> [Stored records]
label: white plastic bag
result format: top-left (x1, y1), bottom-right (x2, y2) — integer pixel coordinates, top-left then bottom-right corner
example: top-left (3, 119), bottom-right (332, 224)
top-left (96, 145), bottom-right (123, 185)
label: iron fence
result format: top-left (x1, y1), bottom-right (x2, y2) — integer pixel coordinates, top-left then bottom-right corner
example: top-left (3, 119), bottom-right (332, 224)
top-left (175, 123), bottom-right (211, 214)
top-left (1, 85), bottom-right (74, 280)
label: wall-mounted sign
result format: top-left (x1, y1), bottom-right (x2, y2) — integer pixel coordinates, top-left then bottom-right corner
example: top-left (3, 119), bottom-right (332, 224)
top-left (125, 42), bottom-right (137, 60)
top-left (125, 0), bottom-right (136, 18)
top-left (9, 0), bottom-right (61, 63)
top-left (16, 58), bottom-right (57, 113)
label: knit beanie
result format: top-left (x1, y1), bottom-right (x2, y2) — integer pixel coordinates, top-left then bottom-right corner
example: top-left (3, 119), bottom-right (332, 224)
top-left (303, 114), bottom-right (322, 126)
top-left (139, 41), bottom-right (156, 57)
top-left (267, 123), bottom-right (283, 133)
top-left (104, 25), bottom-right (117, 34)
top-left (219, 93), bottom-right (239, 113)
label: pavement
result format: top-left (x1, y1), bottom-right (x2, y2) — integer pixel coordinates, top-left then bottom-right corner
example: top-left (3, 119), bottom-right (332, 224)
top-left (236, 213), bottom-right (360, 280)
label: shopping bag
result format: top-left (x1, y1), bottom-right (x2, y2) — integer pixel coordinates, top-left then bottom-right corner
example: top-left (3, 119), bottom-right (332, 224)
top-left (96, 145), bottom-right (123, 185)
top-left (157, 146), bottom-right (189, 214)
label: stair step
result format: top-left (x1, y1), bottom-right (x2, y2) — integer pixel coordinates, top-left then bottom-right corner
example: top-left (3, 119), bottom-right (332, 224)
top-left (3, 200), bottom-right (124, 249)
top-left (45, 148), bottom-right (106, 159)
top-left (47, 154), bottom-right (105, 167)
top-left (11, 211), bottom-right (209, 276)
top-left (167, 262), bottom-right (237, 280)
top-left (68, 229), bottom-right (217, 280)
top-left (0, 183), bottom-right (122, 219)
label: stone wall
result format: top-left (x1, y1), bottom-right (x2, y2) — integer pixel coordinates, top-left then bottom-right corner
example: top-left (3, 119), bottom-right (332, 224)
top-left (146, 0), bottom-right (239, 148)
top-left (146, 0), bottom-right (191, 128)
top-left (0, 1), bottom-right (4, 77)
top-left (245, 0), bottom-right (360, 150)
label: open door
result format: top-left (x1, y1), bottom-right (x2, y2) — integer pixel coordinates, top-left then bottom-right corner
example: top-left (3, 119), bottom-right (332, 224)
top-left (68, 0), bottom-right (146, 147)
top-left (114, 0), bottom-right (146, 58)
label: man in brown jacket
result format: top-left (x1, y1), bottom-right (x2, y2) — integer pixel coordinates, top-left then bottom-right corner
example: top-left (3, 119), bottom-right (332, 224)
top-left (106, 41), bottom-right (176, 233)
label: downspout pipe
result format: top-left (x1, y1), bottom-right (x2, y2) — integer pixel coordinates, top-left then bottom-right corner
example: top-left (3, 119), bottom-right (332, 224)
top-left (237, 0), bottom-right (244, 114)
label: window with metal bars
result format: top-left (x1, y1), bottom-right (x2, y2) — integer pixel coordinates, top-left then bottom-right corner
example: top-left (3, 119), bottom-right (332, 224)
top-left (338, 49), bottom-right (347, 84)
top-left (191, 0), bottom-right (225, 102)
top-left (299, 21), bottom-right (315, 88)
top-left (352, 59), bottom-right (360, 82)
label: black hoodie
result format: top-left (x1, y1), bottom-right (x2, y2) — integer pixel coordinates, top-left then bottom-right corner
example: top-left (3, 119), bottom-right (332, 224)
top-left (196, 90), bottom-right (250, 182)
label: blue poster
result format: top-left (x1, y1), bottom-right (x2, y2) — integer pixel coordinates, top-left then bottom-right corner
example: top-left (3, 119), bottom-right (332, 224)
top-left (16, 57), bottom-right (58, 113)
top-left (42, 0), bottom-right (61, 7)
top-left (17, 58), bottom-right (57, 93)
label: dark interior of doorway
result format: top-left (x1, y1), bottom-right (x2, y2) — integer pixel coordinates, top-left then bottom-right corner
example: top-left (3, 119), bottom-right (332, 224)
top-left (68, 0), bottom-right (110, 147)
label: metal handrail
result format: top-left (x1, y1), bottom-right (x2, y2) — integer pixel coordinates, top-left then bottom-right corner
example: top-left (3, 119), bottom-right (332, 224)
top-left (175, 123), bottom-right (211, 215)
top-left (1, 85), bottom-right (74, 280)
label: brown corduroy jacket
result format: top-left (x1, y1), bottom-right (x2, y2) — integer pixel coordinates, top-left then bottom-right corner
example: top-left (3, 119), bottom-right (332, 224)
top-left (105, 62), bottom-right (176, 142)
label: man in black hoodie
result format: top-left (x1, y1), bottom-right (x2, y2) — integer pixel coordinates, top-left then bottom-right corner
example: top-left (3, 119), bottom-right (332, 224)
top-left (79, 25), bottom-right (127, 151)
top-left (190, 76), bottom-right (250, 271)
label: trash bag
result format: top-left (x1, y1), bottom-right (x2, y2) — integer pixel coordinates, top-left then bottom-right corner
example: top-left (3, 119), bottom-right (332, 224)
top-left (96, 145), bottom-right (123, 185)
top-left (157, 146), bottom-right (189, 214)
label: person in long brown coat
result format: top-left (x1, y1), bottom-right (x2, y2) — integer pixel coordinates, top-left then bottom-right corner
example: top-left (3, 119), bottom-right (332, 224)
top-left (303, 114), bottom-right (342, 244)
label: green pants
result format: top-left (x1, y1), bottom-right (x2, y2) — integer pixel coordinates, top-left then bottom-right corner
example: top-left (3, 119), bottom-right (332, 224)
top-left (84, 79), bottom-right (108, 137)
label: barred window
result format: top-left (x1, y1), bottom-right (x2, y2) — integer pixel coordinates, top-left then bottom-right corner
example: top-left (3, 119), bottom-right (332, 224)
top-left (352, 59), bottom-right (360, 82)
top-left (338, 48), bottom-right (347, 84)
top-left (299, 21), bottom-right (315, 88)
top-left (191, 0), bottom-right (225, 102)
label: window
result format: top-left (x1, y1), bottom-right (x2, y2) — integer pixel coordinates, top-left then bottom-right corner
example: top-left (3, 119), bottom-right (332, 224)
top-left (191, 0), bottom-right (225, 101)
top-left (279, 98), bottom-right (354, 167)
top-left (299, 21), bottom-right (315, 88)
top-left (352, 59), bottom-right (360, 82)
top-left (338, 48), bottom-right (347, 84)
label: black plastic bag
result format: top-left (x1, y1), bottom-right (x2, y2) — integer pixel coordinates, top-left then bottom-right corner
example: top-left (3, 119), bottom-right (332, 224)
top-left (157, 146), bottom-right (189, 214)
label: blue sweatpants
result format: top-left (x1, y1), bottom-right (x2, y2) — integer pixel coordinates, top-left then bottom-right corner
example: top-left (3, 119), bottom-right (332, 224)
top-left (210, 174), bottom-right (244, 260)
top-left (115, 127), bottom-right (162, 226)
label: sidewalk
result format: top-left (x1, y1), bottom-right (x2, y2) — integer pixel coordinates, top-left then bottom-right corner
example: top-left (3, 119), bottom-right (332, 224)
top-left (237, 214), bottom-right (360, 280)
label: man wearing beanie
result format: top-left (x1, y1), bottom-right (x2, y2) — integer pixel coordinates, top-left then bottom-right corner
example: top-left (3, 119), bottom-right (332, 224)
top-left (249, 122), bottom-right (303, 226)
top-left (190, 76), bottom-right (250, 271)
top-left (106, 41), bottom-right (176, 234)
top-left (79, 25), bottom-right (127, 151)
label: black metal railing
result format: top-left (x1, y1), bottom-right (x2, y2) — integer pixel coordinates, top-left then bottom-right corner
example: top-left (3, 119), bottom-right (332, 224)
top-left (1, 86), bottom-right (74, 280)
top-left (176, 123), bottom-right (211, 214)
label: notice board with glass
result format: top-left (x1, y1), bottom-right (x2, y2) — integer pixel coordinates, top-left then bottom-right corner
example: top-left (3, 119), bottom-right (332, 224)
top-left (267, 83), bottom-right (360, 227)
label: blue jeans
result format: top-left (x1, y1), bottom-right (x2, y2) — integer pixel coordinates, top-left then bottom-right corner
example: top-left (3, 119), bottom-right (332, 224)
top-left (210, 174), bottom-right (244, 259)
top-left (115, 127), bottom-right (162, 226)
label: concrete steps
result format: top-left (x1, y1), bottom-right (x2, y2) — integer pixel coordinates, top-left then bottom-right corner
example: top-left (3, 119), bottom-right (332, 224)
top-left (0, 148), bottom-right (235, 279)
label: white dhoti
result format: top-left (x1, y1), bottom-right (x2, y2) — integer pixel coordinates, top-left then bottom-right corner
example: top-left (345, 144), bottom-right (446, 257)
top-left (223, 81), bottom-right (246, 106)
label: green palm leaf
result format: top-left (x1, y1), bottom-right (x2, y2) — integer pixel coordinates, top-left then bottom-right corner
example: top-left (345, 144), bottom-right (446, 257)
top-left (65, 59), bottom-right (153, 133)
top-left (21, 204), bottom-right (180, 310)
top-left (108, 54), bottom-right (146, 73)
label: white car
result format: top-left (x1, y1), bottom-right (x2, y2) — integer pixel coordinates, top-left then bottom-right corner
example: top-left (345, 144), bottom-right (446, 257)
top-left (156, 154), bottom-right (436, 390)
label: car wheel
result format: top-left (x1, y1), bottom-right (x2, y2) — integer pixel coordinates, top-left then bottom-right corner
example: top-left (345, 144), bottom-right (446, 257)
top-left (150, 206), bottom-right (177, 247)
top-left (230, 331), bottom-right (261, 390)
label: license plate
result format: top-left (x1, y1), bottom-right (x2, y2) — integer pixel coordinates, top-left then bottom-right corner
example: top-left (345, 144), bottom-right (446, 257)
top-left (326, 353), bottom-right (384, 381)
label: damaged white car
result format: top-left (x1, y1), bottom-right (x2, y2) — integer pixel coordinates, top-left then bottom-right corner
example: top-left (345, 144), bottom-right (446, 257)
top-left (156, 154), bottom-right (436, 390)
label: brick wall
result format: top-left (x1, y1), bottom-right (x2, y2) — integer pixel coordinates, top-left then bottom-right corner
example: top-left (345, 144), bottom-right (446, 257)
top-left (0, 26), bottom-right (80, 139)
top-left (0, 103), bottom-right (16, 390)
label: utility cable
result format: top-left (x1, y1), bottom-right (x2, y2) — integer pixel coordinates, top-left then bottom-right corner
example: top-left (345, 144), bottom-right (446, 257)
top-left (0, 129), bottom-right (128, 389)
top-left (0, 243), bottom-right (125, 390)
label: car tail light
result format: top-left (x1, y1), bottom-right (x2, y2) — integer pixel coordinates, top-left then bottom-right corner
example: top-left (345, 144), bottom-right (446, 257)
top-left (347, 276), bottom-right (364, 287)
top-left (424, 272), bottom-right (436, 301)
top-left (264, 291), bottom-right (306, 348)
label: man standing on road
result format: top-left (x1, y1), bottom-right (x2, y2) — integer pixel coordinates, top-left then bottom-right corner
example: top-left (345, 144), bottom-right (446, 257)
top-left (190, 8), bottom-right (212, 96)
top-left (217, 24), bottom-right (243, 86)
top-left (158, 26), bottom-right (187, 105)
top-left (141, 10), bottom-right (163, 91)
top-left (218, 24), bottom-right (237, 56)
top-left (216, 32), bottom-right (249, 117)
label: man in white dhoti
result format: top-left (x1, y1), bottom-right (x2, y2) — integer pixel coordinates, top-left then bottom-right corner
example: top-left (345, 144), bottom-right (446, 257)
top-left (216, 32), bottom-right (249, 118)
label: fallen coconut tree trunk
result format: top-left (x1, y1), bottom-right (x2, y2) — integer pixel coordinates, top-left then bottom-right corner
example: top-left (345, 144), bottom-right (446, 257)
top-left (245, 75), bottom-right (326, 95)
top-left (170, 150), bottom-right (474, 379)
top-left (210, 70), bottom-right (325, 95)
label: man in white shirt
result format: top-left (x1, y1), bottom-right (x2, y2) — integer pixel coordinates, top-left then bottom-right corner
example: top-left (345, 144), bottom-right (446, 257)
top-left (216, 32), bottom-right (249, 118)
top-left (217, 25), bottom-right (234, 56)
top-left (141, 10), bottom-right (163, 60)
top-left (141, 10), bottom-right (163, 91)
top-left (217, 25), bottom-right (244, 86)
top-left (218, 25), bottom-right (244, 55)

> [Work to be completed] Some lines above contain the word "green". Copy each of them.

> [Answer area]
label: green pants
label: green palm leaf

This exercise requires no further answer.